- The task
Read the data and repeat it in full, exactly.

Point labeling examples
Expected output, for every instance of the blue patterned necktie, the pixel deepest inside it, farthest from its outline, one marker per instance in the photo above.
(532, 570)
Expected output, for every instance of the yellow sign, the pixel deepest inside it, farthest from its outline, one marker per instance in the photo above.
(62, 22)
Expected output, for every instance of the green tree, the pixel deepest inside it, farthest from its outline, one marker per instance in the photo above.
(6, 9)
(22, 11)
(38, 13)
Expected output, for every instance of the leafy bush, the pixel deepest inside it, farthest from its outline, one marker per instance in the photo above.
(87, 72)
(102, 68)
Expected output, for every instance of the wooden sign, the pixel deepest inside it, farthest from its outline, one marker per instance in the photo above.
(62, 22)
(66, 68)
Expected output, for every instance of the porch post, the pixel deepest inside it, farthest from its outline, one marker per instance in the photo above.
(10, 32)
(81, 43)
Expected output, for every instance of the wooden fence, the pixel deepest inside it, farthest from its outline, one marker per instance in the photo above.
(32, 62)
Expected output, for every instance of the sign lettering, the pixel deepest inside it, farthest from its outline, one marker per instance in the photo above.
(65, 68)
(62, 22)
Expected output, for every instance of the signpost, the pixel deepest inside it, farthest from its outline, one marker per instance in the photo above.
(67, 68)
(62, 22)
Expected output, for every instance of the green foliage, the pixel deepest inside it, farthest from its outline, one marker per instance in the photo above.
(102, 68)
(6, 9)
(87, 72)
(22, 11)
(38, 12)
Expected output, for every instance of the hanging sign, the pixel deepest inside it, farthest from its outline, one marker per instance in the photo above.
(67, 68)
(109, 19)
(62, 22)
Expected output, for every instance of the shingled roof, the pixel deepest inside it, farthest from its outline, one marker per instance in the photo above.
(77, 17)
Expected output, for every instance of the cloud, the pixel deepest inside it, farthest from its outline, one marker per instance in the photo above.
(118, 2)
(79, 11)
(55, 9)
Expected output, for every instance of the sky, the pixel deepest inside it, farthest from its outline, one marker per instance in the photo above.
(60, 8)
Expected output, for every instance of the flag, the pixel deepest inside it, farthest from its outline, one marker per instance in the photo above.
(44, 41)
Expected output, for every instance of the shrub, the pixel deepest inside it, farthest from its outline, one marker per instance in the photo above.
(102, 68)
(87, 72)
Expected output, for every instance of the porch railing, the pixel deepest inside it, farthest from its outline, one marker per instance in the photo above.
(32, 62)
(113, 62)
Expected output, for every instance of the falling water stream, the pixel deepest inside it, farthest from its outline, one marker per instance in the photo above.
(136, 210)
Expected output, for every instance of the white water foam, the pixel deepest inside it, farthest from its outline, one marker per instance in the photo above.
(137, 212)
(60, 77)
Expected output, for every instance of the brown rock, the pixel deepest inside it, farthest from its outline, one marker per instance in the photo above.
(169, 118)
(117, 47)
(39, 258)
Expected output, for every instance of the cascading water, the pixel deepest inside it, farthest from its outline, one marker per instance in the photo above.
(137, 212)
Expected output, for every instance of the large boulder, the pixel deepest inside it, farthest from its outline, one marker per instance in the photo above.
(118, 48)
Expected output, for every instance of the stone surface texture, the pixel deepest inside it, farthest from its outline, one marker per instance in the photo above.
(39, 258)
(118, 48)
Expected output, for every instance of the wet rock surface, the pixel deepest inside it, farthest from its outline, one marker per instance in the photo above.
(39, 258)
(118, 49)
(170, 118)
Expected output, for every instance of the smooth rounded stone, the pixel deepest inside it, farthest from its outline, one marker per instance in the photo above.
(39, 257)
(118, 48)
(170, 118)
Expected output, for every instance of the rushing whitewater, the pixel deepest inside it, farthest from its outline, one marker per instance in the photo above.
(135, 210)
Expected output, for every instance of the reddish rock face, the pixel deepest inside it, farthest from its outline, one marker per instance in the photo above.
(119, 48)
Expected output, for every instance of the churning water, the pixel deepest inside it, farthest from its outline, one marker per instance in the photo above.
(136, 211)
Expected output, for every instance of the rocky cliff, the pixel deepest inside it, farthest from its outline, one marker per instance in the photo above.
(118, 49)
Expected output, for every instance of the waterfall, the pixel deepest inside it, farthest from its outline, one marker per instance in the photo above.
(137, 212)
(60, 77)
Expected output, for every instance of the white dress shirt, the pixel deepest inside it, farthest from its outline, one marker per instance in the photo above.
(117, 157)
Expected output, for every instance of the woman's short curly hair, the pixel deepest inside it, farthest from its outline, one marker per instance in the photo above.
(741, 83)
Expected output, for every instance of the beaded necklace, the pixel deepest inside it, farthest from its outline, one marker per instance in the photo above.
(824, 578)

- Solution
Expected output, for every instance of the blue patterned necktie, the pixel deepest inside it, farthest from its outline, one marker per instance in the photo above.
(532, 570)
Expected output, for every instance of the yellow sign, the pixel deepest inside it, farthest from its outline, one marker per instance in the photo above.
(62, 22)
Expected output, for every instance of the green tree, the pixel deepest inside it, farthest from its outline, one marker per instance in the photo above.
(6, 9)
(22, 11)
(38, 13)
Expected output, for every instance of the leafy bush, the pixel deepest inside it, farthest from its outline, one marker per instance in the photo above.
(87, 72)
(102, 68)
Expected output, for every instance of the wooden sign, the pixel deepest inside it, farthest from its outline, one marker per instance in the photo above.
(62, 22)
(66, 68)
Expected output, for every instance of the porch post, the pixel deepest inside it, farthest from its outline, one marker per instance in the photo above.
(10, 32)
(81, 43)
Expected output, for every instance of the wooden fence, the pixel deepest inside it, farthest from its outline, one marker per instance in the photo above.
(32, 62)
Expected output, for every instance of the sign lettering, the pixel deepest inside it, farthest from its outline, one marker per instance in the photo above.
(65, 68)
(62, 22)
Expected output, for every instance of the signpost, the pixel deepest inside it, farthest from its outline, one marker per instance in the photo above.
(67, 68)
(62, 22)
Expected output, for every instance of the green foliage, the pixel deepest inside it, farthest from its outline, one marker per instance in the photo above.
(102, 68)
(6, 9)
(87, 72)
(22, 11)
(38, 12)
Expected output, for every instance of the hanging sign, the pixel deepest inside it, farthest from its outline, one marker per instance in the photo above.
(67, 68)
(109, 19)
(62, 22)
Expected output, for every instance of the shingled roof, the pixel deepest inside it, farthest from its outline, one marker per instance in the photo above.
(77, 17)
Expected output, for every instance of the cloud, the pixel deepest inside it, farthest from its outline, one marker per instance in the photo above.
(118, 2)
(79, 11)
(55, 9)
Expected output, for every instance of the sky, the pixel deepest inside it, farthest from its outline, one marker per instance in the photo above.
(60, 8)
Expected output, for every instance of the flag, the pixel deepest inside it, farthest from its outline, one marker per instance in the photo above.
(44, 41)
Expected output, for every instance of the shrub, the pixel deepest inside it, farthest from its outline, one marker per instance in the photo above.
(102, 68)
(87, 72)
Expected output, for every instance of the porch railing, the pixel deepest inside it, farthest from its outline, one marker per instance in the photo above.
(32, 62)
(113, 62)
Expected output, for every instance of the falling water stream, the pixel deepest inside it, farthest from its outline, one marker per instance in the photo above.
(136, 210)
Expected output, for every instance of the white water foam, the pixel deepest inside it, farthest from its outline, one marker per instance in the photo above.
(137, 212)
(60, 77)
Expected output, for every instance of the brown rock, the pixel deepest inside it, farthest from its outline, one marker per instance in the photo above.
(169, 118)
(117, 47)
(39, 258)
Expected output, for every instance of the cascading water, the pixel deepest inside it, farthest from its outline, one marker per instance in the photo above.
(137, 212)
Expected output, for every instance of the large boulder, the pixel deepest inside it, farthest from its outline, one marker per instance in the photo above.
(118, 48)
Expected output, for every instance of the stone surface texture, the pixel deepest inside it, farthest from its outline, one marker per instance in the photo above.
(39, 258)
(118, 48)
Expected output, for every instance of the wet rock surface, the pixel deepest inside it, farthest from its outline, one marker per instance in the photo above.
(39, 258)
(118, 49)
(170, 118)
Expected output, for every instance of the smooth rounded stone, the pixel deepest inside it, farthest from its outline, one marker per instance in the photo above.
(39, 257)
(118, 48)
(170, 118)
Expected output, for every instance of the rushing whitewater, the pixel deepest inside it, farthest from its outline, one marker per instance in the photo above.
(135, 210)
Expected output, for every instance of the reddish rock face, the pixel deepest inside it, farthest from its outline, one marker per instance in the photo above.
(119, 48)
Expected output, for every instance of the churning water, the pixel deepest inside it, farthest from its outline, one marker per instance in the photo above.
(136, 211)
Expected output, for every instance of the rocky cliff, the pixel deepest inside it, farthest from its outline, one marker per instance in the photo above.
(118, 49)
Expected output, for every instance of the waterfall, the pixel deepest inside it, farthest from its outline, one marker per instance in the photo above.
(137, 212)
(60, 77)
Expected output, for every instance of the white dress shirt, the pixel deepest inside it, farthest from its outline, one marker per instance in the photo above.
(117, 157)
Expected output, for every instance of the woman's short curly hair, the pixel deepest inside it, farthest from its outline, one marker per instance in the photo above.
(741, 83)
Expected output, for every instance of the beaded necklace, the pixel deepest inside it, farthest from its outline, one marker per instance in the photo above.
(824, 578)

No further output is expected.